What you need to do – Copy out the listing that follows exactly, dropping every picture.

Start of Block

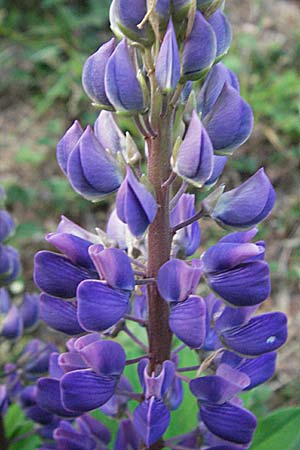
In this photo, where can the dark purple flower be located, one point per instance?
(92, 172)
(57, 275)
(237, 208)
(128, 14)
(9, 264)
(187, 321)
(93, 74)
(121, 84)
(237, 273)
(162, 7)
(229, 122)
(60, 314)
(67, 144)
(194, 161)
(229, 422)
(127, 438)
(29, 310)
(199, 50)
(167, 69)
(262, 334)
(109, 134)
(151, 419)
(181, 8)
(135, 205)
(219, 163)
(99, 306)
(187, 238)
(213, 85)
(223, 32)
(114, 266)
(177, 280)
(74, 247)
(12, 324)
(86, 389)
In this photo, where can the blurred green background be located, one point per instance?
(43, 44)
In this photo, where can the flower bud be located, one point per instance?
(187, 321)
(94, 73)
(91, 171)
(213, 85)
(194, 161)
(230, 121)
(219, 164)
(6, 225)
(129, 13)
(223, 32)
(135, 205)
(167, 70)
(181, 8)
(246, 205)
(29, 310)
(199, 51)
(162, 7)
(109, 134)
(67, 144)
(121, 84)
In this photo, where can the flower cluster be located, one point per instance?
(164, 73)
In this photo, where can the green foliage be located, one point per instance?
(280, 430)
(19, 430)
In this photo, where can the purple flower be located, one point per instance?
(177, 280)
(237, 208)
(6, 225)
(236, 272)
(93, 74)
(181, 8)
(57, 275)
(128, 14)
(213, 85)
(187, 321)
(135, 205)
(121, 84)
(194, 161)
(127, 438)
(109, 134)
(67, 144)
(59, 314)
(29, 310)
(99, 306)
(114, 266)
(199, 50)
(9, 264)
(217, 409)
(91, 170)
(12, 324)
(167, 70)
(229, 122)
(86, 389)
(162, 7)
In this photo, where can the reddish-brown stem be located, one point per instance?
(3, 440)
(159, 246)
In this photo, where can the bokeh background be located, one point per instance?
(43, 44)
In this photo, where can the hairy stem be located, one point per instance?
(3, 441)
(159, 243)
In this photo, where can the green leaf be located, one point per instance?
(279, 430)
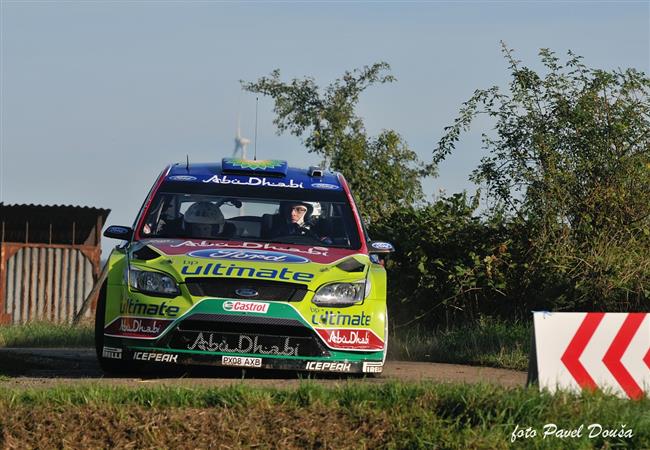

End of Block

Answer section –
In this photo, where can the dark purple flower be located, one point per instance?
(92, 172)
(57, 275)
(237, 208)
(128, 14)
(9, 264)
(187, 321)
(93, 74)
(121, 84)
(237, 273)
(162, 7)
(229, 122)
(60, 314)
(67, 144)
(194, 161)
(229, 422)
(127, 438)
(29, 310)
(199, 50)
(167, 69)
(262, 334)
(109, 134)
(151, 419)
(181, 8)
(135, 205)
(219, 163)
(99, 306)
(187, 238)
(213, 85)
(223, 32)
(114, 266)
(177, 280)
(74, 247)
(12, 324)
(86, 389)
In this photo, where can the blurred green background be located, one point per instance?
(43, 44)
In this photo, where can the flower bud be located, one point per instance?
(187, 321)
(94, 73)
(91, 171)
(213, 85)
(194, 161)
(230, 121)
(219, 164)
(6, 225)
(129, 13)
(223, 32)
(135, 205)
(167, 70)
(181, 8)
(246, 205)
(29, 310)
(199, 51)
(162, 7)
(109, 134)
(67, 144)
(121, 84)
In this photo, where can the flower cluster be located, one point per instance?
(164, 73)
In this photo, where can the green foliage be located, one point per instance?
(280, 430)
(19, 430)
In this photo, where can the purple flower be located, one point per instance?
(177, 280)
(237, 208)
(6, 225)
(236, 272)
(93, 74)
(181, 8)
(57, 275)
(128, 14)
(213, 85)
(187, 321)
(135, 205)
(121, 84)
(194, 161)
(127, 438)
(109, 134)
(67, 144)
(59, 314)
(29, 310)
(99, 306)
(114, 266)
(199, 50)
(9, 264)
(217, 409)
(91, 170)
(12, 324)
(167, 70)
(229, 122)
(86, 389)
(162, 7)
In this photo, where can the reddish-brown stem be located, one point per instance?
(3, 440)
(159, 246)
In this photo, where can the bokeh background be located, one point per instance?
(43, 44)
In this photo, where can the hairy stem be located, one point per instance?
(3, 441)
(159, 243)
In this photo, where can the green leaf be located, one point per instance?
(279, 430)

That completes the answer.